----- Page excerpt

If you want to update Facebook, remember to do it when you're not playing, and not during... ^^

Wednesday, June 06, 2012

Taking Care of Business...

Apologies for yesterday's absence: before we begin, I spent what would have been my writing time with a large bag of ice on my right elbow, nursing what is becoming a recurring injury. I'd only picked up a badminton racquet thirty seconds previously too :( That's what twenty years of yielding a mouse in anger will do to you: its a long-term issue, and one I've been trying to deal with as I've worked on getting myself fitter.

It also means that typing, on days like today, is hard work. However, I have set myself some very clear goals this week: part of my regime, as well as the fitness and the healthy eating, has been to make sure my brain does things apart from simply fixate on what I have left behind. Writing however has become a part of my routine, and when I don't do it I find it's just as bad as a second piece of cake or skipping the exercise for the day.

This week, in the quiet moments between the games and the theme park rides, I've had some fabulous ideas for stories. I've written a whole new extra chapter for my NaNoWriMo novel (which still isn't done despite now far exceeding the word count) and when I get back next week I am determined to sit down and finally do that 30 days of work justice by making what I began with into something that I'd consider worthy of sending to a publisher.

However, when I tried to think of a vaguely Warcraft-related theme to tie into this post I will admit I drew a blank.

----------
----- Data lines

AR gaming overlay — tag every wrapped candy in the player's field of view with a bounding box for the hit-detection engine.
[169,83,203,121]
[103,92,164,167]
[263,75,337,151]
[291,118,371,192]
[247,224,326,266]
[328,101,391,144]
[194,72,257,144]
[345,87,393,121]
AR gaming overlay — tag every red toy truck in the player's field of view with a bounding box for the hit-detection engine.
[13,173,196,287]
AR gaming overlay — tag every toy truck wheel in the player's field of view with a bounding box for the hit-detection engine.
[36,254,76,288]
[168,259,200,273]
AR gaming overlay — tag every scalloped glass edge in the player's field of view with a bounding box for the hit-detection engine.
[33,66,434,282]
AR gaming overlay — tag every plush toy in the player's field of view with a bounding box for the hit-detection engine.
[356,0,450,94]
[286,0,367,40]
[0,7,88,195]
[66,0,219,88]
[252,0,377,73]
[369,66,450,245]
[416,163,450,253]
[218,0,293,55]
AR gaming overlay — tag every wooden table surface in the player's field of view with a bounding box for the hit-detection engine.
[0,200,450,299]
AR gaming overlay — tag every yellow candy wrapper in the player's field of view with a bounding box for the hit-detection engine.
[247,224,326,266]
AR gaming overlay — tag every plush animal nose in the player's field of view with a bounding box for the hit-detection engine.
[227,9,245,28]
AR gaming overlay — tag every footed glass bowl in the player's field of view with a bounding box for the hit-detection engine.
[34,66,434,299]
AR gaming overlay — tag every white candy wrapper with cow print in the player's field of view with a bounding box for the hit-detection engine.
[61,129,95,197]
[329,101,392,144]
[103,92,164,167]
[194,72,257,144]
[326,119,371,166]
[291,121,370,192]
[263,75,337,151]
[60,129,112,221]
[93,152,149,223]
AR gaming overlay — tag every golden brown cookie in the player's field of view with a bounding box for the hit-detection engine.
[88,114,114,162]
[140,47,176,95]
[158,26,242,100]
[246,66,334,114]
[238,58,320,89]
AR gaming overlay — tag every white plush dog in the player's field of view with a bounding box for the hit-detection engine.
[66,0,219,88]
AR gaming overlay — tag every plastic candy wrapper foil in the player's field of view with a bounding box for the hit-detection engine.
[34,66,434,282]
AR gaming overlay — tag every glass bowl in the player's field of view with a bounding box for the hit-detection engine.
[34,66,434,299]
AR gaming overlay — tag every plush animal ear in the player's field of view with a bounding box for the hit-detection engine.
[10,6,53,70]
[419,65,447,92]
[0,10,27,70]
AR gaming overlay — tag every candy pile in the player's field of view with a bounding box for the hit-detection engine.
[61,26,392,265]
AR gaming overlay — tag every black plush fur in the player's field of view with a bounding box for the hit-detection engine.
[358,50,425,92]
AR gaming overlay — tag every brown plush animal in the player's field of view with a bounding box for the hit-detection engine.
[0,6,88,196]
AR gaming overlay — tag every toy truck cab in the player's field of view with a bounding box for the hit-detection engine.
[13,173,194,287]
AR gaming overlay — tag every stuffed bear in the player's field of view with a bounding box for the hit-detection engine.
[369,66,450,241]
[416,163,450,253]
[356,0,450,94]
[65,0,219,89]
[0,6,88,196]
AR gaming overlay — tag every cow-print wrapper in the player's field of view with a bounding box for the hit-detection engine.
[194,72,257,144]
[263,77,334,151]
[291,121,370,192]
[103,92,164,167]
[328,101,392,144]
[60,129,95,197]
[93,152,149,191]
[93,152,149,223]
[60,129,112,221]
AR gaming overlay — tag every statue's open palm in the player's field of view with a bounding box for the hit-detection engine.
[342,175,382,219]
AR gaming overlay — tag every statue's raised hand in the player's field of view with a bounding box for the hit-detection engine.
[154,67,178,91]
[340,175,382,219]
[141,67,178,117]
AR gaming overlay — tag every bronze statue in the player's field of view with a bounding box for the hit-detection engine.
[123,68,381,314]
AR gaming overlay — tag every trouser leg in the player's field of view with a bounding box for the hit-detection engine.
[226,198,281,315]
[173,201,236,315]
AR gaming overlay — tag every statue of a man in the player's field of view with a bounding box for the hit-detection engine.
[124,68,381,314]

----------

# Tasks to perform
1) In the blog post about writing and injury, how did the writer spend the time that would have gone to writing the day before?
2) Continue the blog post about writing and injury from its last sentence.
The records are separate from the blog post and are not part of it.

# Written answers
1) The writer spent it with a large bag of ice on the right elbow, nursing a recurring injury.

2)
I think I can finally say I'm on holiday :D

It also proves what I think is an important point: you need to do other things, whether it be varying your exercise routine, your food intake or what you write about. To help prevent stagnation and foster creativity, going outside your 'box of choice' can grant a great deal of relaxation and stimulation. Not feeling you need to 'perform' is also an important lesson to be learnt. I'm genuinely encouraged that people still want to read about me the person regardless of the fact I'm not actually taking about the game at all right now.

I have two more days before I'm back home to a huge pile of washing and the memories of what is, and will continue to be, a fabulous week away. I'd like to thank you guys for sticking with me as a result: rest assured, we'll be back to business soon enough.

For now, I wonder what we'll be having for dinner tonight... :D

Monday, June 04, 2012

Stop, Look and Listen...

Today I learnt how to drive a golf buggy.

Frankly I wasn't very good, but my husband seemed to enjoy being ferried about in a semi-Presidential fashion. I don't play, I was simply a spectator for the afternoon, I should add. When it comes to sticks and wee balls I have the hand-eye co-ordination of a slug with bad eyesight.

However, this meant that for four hours today I was right in the middle of Nature, which in places bore a remarkable resemblance to the Valley of the Four Winds. In fact there was a moment when we crested a hill and I half expected Mr H Nessingwary's tents to hove into view.

It set me thinking about in game ambience, and how realism in gaming is vital, even if you're fighting on a moon on the other side of the Galaxy.

Of course any moon's flora, fauna and indigenous wildlife is a far cry from the lush green hills I found myself in today: however the process of painting the picture to create them owes a lot to the way we take in the world around us. Its not just the trees, the flowers, the grass or even the clouds. Sheep played a big part in today's background ambiance: they may have only looked like dots on the hillside but their sound travelled a long way. I found myself looking for them long before I knew where they were because the sounds told me they existed. Gaming plays on this subliminal perception if it wants to create a sense of scope without the need for vasty complicated vistas.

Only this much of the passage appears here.